* **Work order**
Please print the entries exactly, omitting each image.

* **Data provided**
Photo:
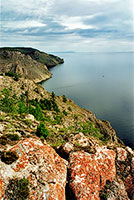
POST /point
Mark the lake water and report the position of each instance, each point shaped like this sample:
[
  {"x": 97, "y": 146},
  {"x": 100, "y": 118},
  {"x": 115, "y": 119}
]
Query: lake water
[{"x": 101, "y": 83}]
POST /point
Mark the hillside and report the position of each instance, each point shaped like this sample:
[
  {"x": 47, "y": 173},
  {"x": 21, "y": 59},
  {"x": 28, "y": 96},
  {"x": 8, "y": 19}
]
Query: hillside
[
  {"x": 50, "y": 148},
  {"x": 27, "y": 63}
]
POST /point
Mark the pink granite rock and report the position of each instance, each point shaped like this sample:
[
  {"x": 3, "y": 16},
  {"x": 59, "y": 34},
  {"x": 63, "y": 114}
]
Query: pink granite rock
[
  {"x": 41, "y": 165},
  {"x": 88, "y": 173}
]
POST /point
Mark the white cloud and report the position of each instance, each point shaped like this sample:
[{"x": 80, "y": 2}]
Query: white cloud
[
  {"x": 28, "y": 7},
  {"x": 75, "y": 22},
  {"x": 22, "y": 24}
]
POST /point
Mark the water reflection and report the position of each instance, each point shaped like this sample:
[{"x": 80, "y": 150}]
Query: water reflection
[{"x": 102, "y": 83}]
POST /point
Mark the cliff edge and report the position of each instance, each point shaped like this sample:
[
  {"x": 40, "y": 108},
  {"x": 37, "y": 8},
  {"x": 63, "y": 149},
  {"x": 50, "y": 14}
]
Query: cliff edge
[
  {"x": 27, "y": 63},
  {"x": 52, "y": 149}
]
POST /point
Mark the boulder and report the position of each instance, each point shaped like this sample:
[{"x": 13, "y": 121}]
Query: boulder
[
  {"x": 121, "y": 154},
  {"x": 89, "y": 173},
  {"x": 39, "y": 164}
]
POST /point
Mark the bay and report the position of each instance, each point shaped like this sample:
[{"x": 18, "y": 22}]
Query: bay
[{"x": 102, "y": 83}]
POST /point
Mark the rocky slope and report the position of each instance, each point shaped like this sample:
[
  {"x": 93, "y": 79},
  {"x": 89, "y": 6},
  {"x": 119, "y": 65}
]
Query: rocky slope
[
  {"x": 27, "y": 62},
  {"x": 54, "y": 150}
]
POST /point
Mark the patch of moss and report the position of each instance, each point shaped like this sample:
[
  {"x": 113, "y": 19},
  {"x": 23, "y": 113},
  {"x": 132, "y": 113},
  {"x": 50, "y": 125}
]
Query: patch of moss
[
  {"x": 13, "y": 137},
  {"x": 3, "y": 140},
  {"x": 9, "y": 157},
  {"x": 42, "y": 130}
]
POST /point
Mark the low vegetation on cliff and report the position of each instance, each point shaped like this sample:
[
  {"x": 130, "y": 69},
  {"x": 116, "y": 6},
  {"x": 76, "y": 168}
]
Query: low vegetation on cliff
[{"x": 37, "y": 128}]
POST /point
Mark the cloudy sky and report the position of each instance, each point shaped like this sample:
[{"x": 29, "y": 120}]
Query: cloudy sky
[{"x": 68, "y": 25}]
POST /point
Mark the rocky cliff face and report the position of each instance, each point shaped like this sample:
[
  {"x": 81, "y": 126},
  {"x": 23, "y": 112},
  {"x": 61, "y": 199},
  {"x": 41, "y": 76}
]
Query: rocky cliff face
[
  {"x": 54, "y": 150},
  {"x": 27, "y": 63}
]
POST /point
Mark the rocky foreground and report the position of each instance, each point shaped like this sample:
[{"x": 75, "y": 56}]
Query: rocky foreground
[{"x": 52, "y": 149}]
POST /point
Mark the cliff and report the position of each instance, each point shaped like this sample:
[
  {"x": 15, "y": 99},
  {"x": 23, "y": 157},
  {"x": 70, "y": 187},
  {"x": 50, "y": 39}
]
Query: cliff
[
  {"x": 54, "y": 150},
  {"x": 27, "y": 62}
]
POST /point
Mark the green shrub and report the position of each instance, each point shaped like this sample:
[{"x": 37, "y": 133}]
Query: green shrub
[
  {"x": 8, "y": 102},
  {"x": 12, "y": 74},
  {"x": 3, "y": 140},
  {"x": 75, "y": 117},
  {"x": 23, "y": 189},
  {"x": 70, "y": 109},
  {"x": 65, "y": 113},
  {"x": 64, "y": 98},
  {"x": 42, "y": 130},
  {"x": 53, "y": 95},
  {"x": 57, "y": 119},
  {"x": 22, "y": 107},
  {"x": 37, "y": 112}
]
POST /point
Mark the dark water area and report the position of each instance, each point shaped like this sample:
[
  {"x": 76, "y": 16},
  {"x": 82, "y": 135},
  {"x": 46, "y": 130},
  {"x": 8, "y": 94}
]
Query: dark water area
[{"x": 102, "y": 83}]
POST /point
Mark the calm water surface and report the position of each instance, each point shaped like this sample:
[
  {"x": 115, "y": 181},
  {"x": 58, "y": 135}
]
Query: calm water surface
[{"x": 102, "y": 83}]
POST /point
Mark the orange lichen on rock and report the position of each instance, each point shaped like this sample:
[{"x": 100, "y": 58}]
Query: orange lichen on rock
[
  {"x": 1, "y": 188},
  {"x": 42, "y": 166},
  {"x": 89, "y": 173}
]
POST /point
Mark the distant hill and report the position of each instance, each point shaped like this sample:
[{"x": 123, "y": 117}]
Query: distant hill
[
  {"x": 27, "y": 62},
  {"x": 44, "y": 58}
]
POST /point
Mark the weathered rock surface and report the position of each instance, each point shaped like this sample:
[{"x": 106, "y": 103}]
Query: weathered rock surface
[
  {"x": 89, "y": 173},
  {"x": 27, "y": 62},
  {"x": 41, "y": 165}
]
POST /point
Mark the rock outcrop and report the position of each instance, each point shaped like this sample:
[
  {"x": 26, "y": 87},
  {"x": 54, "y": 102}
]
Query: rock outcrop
[
  {"x": 89, "y": 172},
  {"x": 40, "y": 165},
  {"x": 27, "y": 62},
  {"x": 100, "y": 166}
]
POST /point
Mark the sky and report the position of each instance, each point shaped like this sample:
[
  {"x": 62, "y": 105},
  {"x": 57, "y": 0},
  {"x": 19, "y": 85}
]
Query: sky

* **Output below**
Photo:
POST /point
Mark the lake water and report the position of each instance, each point shaped like this sample:
[
  {"x": 97, "y": 146},
  {"x": 100, "y": 118},
  {"x": 115, "y": 119}
]
Query: lake water
[{"x": 101, "y": 83}]
POST /point
Mark the hillside and report the position of each instance, each point shaped like this sample:
[
  {"x": 47, "y": 173},
  {"x": 21, "y": 59},
  {"x": 28, "y": 96},
  {"x": 8, "y": 19}
]
Query: hillside
[
  {"x": 50, "y": 148},
  {"x": 27, "y": 63}
]
POST /point
Mark the pink granite rock and report the position of each instance, each point shaped like this sample:
[
  {"x": 3, "y": 16},
  {"x": 59, "y": 34},
  {"x": 63, "y": 114}
]
Query: pink granite rock
[
  {"x": 41, "y": 165},
  {"x": 88, "y": 173}
]
POST /point
Mark the white cloud and report the position of each instance, each point shaped like this sample:
[{"x": 80, "y": 2}]
Query: white cloud
[
  {"x": 28, "y": 7},
  {"x": 75, "y": 22},
  {"x": 22, "y": 24}
]
POST /point
Mark the water reflection and report the position of each instance, each point shaped like this sample:
[{"x": 80, "y": 150}]
Query: water reflection
[{"x": 102, "y": 83}]
POST /point
Mark the cliff edge and report the position of each instance, each point shaped like this sample:
[
  {"x": 40, "y": 108},
  {"x": 37, "y": 8},
  {"x": 63, "y": 149},
  {"x": 50, "y": 14}
]
Query: cliff edge
[
  {"x": 27, "y": 63},
  {"x": 52, "y": 149}
]
POST /point
Mark the boulder and report the position of each instance, each point shaped like this sample:
[{"x": 13, "y": 121}]
Query: boulder
[
  {"x": 121, "y": 154},
  {"x": 89, "y": 173},
  {"x": 39, "y": 164}
]
POST /point
Mark the bay and report the position of each instance, each point shaped like this sample:
[{"x": 18, "y": 22}]
Query: bay
[{"x": 102, "y": 83}]
POST /point
Mark the rocky slope and report the position of each instance, each point shaped like this sample:
[
  {"x": 93, "y": 79},
  {"x": 89, "y": 6},
  {"x": 119, "y": 65}
]
Query: rocky slope
[
  {"x": 27, "y": 62},
  {"x": 54, "y": 150}
]
POST /point
Mark the patch of moss and report the position of each instance, each point shaped like this sample:
[
  {"x": 113, "y": 19},
  {"x": 23, "y": 113},
  {"x": 132, "y": 113},
  {"x": 50, "y": 125}
]
Query: patch of moss
[
  {"x": 13, "y": 137},
  {"x": 3, "y": 140},
  {"x": 9, "y": 157},
  {"x": 42, "y": 130}
]
POST /point
Mark the low vegetation on cliff and report the position of each instance, each point shaped like this sample:
[
  {"x": 130, "y": 69},
  {"x": 116, "y": 6},
  {"x": 76, "y": 168}
]
Query: low vegetation on cliff
[{"x": 37, "y": 128}]
POST /point
Mark the cloudy sky and report the position of each instance, each point shaped like this sample:
[{"x": 29, "y": 120}]
Query: cloudy sky
[{"x": 68, "y": 25}]
POST /point
Mark the rocky cliff face and report the position of each instance, each point shaped like this sample:
[
  {"x": 81, "y": 126},
  {"x": 23, "y": 112},
  {"x": 61, "y": 199},
  {"x": 41, "y": 76}
]
Query: rocky cliff face
[
  {"x": 54, "y": 150},
  {"x": 27, "y": 63}
]
POST /point
Mark the rocky foreground and report the position of each instance, each point shaped like this sample:
[{"x": 75, "y": 56}]
Query: rocky foreground
[{"x": 52, "y": 149}]
POST /point
Mark the cliff and report the position of each instance, each point shaped like this sample:
[
  {"x": 15, "y": 99},
  {"x": 23, "y": 157},
  {"x": 70, "y": 187},
  {"x": 50, "y": 39}
]
Query: cliff
[
  {"x": 54, "y": 150},
  {"x": 27, "y": 62}
]
POST /point
Mark the green shrub and report the position of each instance, each point shaped like this sample:
[{"x": 37, "y": 133}]
Query: green shrub
[
  {"x": 8, "y": 102},
  {"x": 12, "y": 74},
  {"x": 3, "y": 140},
  {"x": 75, "y": 117},
  {"x": 23, "y": 189},
  {"x": 70, "y": 109},
  {"x": 65, "y": 113},
  {"x": 64, "y": 98},
  {"x": 42, "y": 130},
  {"x": 53, "y": 95},
  {"x": 57, "y": 119},
  {"x": 22, "y": 107},
  {"x": 37, "y": 112}
]
POST /point
Mark the dark water area and report the position of each instance, each point shaped like this sample:
[
  {"x": 76, "y": 16},
  {"x": 82, "y": 135},
  {"x": 46, "y": 130},
  {"x": 8, "y": 94}
]
Query: dark water area
[{"x": 102, "y": 83}]
POST /point
Mark the calm water surface and report the position of each instance, each point shaped like this sample:
[
  {"x": 115, "y": 181},
  {"x": 58, "y": 135}
]
Query: calm water surface
[{"x": 102, "y": 83}]
POST /point
Mark the orange lichen on rock and report the position of each instance, each point shaped like this sample:
[{"x": 100, "y": 58}]
Query: orange lichen on rock
[
  {"x": 1, "y": 188},
  {"x": 42, "y": 166},
  {"x": 89, "y": 173}
]
POST /point
Mark the distant hill and report the position of each instance, each point shaped like this sample:
[{"x": 123, "y": 117}]
Query: distant hill
[
  {"x": 27, "y": 62},
  {"x": 44, "y": 58}
]
POST /point
Mark the weathered rock surface and report the position of each instance, each point shaped like this sample:
[{"x": 106, "y": 103}]
Query: weathered rock surface
[
  {"x": 89, "y": 173},
  {"x": 27, "y": 62},
  {"x": 41, "y": 165}
]
POST /point
Mark the rock outcrop and report the position of each instance, each point shaped like this sample:
[
  {"x": 26, "y": 87},
  {"x": 54, "y": 102}
]
Query: rock outcrop
[
  {"x": 89, "y": 172},
  {"x": 40, "y": 165},
  {"x": 27, "y": 62},
  {"x": 100, "y": 166}
]
POST /point
Mark the sky and report the position of each instance, each point shaped like this sample:
[
  {"x": 62, "y": 105},
  {"x": 57, "y": 0},
  {"x": 19, "y": 85}
]
Query: sky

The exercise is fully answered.